→ ABOUT THIS EXERCISE
What is needed is an exact copy of the entries, with the pictures excluded.
---
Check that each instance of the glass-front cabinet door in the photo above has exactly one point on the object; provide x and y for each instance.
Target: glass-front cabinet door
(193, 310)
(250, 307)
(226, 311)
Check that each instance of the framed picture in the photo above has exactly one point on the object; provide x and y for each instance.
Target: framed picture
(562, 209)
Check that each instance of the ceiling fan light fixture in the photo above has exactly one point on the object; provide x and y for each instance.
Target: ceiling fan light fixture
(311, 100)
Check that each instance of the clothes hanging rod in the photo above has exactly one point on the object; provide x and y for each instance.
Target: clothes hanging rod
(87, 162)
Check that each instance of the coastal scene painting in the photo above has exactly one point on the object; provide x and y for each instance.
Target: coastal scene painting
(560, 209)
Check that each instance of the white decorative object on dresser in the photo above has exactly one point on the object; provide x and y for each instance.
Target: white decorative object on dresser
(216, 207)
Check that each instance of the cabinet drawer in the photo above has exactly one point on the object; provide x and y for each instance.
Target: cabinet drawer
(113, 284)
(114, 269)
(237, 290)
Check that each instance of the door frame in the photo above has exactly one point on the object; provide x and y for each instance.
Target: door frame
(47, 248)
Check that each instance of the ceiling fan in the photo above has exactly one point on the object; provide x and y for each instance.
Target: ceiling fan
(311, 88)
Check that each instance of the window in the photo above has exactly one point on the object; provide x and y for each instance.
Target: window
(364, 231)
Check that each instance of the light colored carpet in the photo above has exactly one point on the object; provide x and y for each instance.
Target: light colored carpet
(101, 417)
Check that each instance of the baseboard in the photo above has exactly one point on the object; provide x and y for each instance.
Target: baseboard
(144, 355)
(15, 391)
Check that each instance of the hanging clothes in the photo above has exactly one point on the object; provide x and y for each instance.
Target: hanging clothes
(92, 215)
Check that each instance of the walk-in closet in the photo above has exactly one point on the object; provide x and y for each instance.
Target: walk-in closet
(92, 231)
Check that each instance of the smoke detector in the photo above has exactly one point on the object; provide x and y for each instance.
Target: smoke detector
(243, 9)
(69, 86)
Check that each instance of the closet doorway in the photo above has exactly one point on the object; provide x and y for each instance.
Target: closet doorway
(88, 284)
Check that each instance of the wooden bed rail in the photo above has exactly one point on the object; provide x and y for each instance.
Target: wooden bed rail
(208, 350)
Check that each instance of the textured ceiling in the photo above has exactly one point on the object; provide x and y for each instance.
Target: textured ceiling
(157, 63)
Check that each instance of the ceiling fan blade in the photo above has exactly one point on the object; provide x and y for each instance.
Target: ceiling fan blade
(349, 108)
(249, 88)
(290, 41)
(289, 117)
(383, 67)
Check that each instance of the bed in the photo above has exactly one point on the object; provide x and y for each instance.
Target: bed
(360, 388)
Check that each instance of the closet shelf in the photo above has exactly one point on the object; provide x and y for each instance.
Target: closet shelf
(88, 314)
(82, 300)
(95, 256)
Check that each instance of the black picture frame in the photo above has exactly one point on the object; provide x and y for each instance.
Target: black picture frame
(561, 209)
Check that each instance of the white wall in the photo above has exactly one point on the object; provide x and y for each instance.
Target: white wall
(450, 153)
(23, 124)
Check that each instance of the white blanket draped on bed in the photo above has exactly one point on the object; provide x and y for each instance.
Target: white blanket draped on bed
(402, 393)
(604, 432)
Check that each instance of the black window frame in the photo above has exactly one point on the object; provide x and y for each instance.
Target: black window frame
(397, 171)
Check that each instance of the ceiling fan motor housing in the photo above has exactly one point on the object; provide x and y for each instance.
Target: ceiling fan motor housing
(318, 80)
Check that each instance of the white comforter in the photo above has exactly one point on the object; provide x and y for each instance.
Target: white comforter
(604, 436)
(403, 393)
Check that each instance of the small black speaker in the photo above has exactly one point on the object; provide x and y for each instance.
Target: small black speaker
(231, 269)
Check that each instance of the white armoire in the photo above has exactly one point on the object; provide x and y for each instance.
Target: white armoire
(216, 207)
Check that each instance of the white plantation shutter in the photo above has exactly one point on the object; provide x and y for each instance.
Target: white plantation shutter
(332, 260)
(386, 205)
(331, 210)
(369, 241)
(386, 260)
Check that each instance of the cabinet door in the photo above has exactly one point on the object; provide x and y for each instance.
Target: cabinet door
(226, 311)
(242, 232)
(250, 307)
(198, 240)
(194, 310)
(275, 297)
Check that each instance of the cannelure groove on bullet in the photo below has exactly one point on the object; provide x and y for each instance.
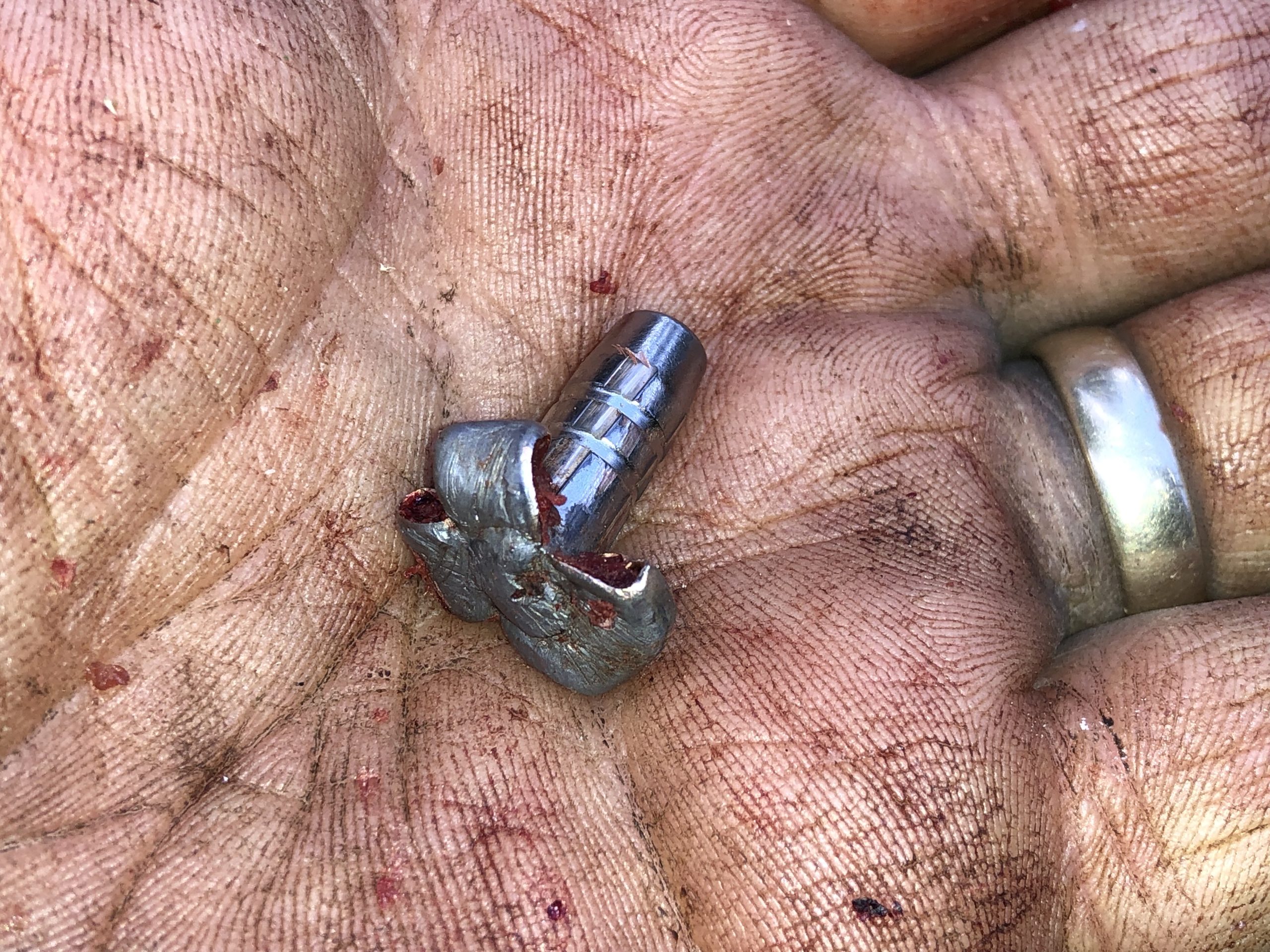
---
→ WRITTEN SOLUTION
Check that each instance of the glass-front cabinet door in the photo above has exactly one point on the object; provide x and y for each instance.
Target: glass-front cabinet door
(193, 310)
(250, 307)
(226, 311)
Check that each instance of the framed picture in the photo above has exactly one point on the object; provide x and y for each instance.
Target: framed picture
(562, 209)
Check that each instance of the ceiling fan light fixture in the photo above has exactly one point on the object; provide x and y for each instance.
Target: ceiling fan light fixture
(311, 100)
Check that each instance of the clothes hanging rod in the photo above has exactly one point on the object; provide x and y for each instance.
Target: clothes hanging rod
(87, 162)
Check that each instance of the coastal scene painting in the photo above has exactly one point on the object; provide x and y for each instance.
Target: coastal scene painting
(560, 209)
Check that each instance of the white decorative object on dresser in the photo above has exactly one point on the object; provide x and y for each instance.
Target: white decorative object on dresser
(216, 207)
Check that each instance of the cabinet drawer in the photo above has exactly one point on the object; provide x and y for each instance.
Target: cabinet drawer
(113, 284)
(114, 269)
(237, 290)
Check that each instance of the door frame in the photo above has exactly one point on the object; provide x and y for each instance.
Target: door frame
(47, 248)
Check that each instance of the ceiling fan in the photo above has exactly one point on the object; provide x and y for each instance.
Target: ceiling fan
(311, 88)
Check that each instance of the window in the photo above has exactly one point on the object; provide x and y for each instance.
Target: window
(364, 231)
Check that each instance of the light colored carpet in the photo above has exactly one point on the object; provide x and y for each instance.
Target: light colored carpet
(101, 417)
Check that each instance of the baseboard in the photo above has exactly one point on the object; provide x and y for each instance.
Target: baseboard
(144, 355)
(15, 391)
Check that each instance of the hanging clothes in the photo above has exactly one point on the object; provide x and y for each instance.
Target: hanging clothes
(92, 215)
Check that each instance of the walk-in closet in the photo above has exactly one point on the object; provide x and y for each instance.
Target: walk-in closet
(92, 231)
Check that each instance of the smoke detector in the photo above has exactly one point on the object; provide x and y for each instance.
Target: smoke detector
(243, 9)
(69, 86)
Check that each instance of the closet doorway in the photo above has exactly one point on the object; provide x and y for each instance.
Target: closet doorway
(88, 284)
Check that each instance of the wooden bed rail in the photo above has exactly one point on the object; provide x and y for each instance.
Target: wooden bed rail
(208, 350)
Check that each instance of the textured ceiling in the photo above has exactly one point on the object; provide x and y for each instance.
Target: textured ceiling
(157, 63)
Check that each instance of the ceiling fan blade in the photo above has exactly one point on the object; provide x and y for each instance.
Target: ceiling fan blade
(349, 108)
(249, 88)
(290, 41)
(289, 117)
(383, 67)
Check that each instance of the bed in the photo above has exactly one point on the object; provide x and y for each instance.
Target: bed
(360, 388)
Check that each instance of the closet shelf in the photo above has exactly one point on the object; provide x and y for each instance.
Target: closet shelf
(88, 314)
(82, 300)
(95, 256)
Check that each instance of the black picture frame in the photo above has exactly one point on the object; provide x and y for each instance.
Target: black picture frame
(561, 209)
Check that each instance of the white wall in the photo above has exactly one point on the object; provide x and y for each instance.
Target: white wall
(450, 153)
(23, 124)
Check that each instance of the white blanket draped on bed in the photo above has exactly one point on the object; provide x and y for each instance.
Target: white blanket draped on bed
(402, 393)
(604, 432)
Check that each instance of the black window frame in the photo above has exactly one point on the object; provide x and y for each instance.
Target: black window frame
(397, 171)
Check that each instance of the ceiling fan motor housing in the photo above has exactly one point on the object; provide x and y for each instance.
Target: ceiling fan motor housing
(318, 80)
Check that each instance of the white comforter in the photo above has exactly one point on the object; provide x and y for each instance.
Target: white comforter
(604, 436)
(403, 393)
Check that each instance of the small black speaker in the photo above has exactly one point on the object; provide x and y for each instance.
Target: small black speaker
(231, 269)
Check that each instance of the white armoire in the photo above has exactly one point on the object; provide x and y for each instance.
Target: white armoire
(216, 207)
Check that each instance of the white plantation shutter in the photo above has exactly one point on the object; provide x and y for each instance.
Target: white plantation shutter
(332, 260)
(386, 205)
(331, 210)
(369, 241)
(386, 260)
Check that each instance of the cabinet door in the photo above has exactly one point on the object; provide x and y for each instance.
Target: cabinet door
(226, 311)
(242, 232)
(250, 307)
(198, 240)
(194, 310)
(275, 297)
Check that each instance of the cannelure groove on bullet in the photo below has exactly one point on the object; provide x and y for each instance.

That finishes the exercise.